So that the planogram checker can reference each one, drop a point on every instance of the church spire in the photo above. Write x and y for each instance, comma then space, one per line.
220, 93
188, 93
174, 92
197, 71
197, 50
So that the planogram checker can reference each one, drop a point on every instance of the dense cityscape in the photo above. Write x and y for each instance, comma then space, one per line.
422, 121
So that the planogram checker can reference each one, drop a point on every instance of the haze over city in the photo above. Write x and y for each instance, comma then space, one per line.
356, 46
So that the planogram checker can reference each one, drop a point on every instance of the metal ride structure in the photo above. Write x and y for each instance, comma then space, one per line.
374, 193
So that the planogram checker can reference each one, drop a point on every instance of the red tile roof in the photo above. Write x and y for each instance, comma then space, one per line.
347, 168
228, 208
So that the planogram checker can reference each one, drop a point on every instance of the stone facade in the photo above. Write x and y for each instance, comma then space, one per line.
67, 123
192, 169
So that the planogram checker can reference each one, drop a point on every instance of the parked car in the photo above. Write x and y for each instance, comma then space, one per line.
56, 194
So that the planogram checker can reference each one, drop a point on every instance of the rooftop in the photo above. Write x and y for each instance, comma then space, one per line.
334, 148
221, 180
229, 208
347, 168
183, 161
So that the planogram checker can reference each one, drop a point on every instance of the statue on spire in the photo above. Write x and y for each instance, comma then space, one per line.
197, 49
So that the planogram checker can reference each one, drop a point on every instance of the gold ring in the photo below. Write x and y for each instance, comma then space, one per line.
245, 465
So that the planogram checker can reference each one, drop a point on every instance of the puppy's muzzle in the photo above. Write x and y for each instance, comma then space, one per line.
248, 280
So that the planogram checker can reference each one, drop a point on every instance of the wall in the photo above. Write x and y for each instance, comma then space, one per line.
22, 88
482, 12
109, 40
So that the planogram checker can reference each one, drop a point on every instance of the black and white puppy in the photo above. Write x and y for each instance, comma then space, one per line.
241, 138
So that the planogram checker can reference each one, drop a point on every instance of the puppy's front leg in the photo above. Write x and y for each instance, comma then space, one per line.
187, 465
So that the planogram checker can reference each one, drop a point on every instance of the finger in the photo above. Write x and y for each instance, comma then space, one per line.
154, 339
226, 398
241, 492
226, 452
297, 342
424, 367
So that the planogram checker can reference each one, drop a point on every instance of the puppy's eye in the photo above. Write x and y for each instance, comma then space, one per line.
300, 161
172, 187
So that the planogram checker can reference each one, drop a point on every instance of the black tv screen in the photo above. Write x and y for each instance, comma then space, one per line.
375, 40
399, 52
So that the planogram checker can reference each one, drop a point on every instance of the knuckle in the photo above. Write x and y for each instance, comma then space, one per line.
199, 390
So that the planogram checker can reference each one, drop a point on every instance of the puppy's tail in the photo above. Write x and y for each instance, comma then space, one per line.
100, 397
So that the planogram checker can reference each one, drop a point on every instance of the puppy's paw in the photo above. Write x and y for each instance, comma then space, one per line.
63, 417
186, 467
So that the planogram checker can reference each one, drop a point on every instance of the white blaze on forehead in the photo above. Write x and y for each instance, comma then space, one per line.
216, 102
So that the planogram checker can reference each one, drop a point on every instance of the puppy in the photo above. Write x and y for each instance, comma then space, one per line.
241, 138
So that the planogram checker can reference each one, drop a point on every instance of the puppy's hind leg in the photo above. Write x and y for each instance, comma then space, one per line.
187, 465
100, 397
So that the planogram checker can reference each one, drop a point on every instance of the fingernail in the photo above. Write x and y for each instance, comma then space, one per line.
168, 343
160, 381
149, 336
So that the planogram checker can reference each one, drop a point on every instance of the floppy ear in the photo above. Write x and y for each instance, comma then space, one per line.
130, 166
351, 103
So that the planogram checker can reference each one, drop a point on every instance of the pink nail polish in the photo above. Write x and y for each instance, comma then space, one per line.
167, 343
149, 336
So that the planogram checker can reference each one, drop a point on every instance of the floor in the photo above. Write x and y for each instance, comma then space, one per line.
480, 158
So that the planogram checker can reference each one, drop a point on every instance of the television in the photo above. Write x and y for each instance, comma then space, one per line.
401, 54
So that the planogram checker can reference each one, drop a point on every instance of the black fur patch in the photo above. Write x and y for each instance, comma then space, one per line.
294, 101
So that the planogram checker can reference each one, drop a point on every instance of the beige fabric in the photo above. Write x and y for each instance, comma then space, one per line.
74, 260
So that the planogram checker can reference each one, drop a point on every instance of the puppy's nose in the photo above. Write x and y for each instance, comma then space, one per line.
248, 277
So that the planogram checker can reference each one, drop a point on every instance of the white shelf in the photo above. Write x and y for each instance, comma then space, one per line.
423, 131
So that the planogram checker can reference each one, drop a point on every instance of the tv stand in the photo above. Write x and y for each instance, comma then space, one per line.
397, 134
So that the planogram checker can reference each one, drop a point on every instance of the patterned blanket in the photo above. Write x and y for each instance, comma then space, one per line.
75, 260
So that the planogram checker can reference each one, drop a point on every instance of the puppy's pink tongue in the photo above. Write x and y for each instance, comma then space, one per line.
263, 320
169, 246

----------

Aim of the exercise
In the records above, locate the line that contains "the black fur". Repeat it and every line after it, exactly, and nothing else.

Completed exercise
So that the planogram checker can reference each one, drop a point on every instance of the black fur patch in the photo above. Write x and y for each instance, comma then space, one per line.
294, 101
So that the planogram checker can reference each one, drop a point on every instance of the beige fabric in the photo above. Write x and y for each instance, comma then space, one per line.
74, 260
So that the planogram checker can reference each one, drop a point on every instance of the puppy's nose in the photo above. Write x and y for each instance, comma then space, one per line.
248, 277
So that the planogram checker can reference each one, drop a point on every instance of the white shelf in the photo above. Write x and y for each instance, comma then space, one per line.
423, 131
So that the planogram checker can reference each one, drop a point on every instance of the tv stand in the photo above. Write x and y for each instance, comma then space, one per line.
397, 134
So that the planogram checker can reference each one, drop a point on every instance of the patterned blanket in the photo above. Write x and y for each instance, comma then space, one per line.
75, 260
So that the planogram checker can reference each one, drop a point on every instance of the puppy's pink tongue in the photo above. Write x and y for each instance, comma then space, one per line.
263, 320
169, 246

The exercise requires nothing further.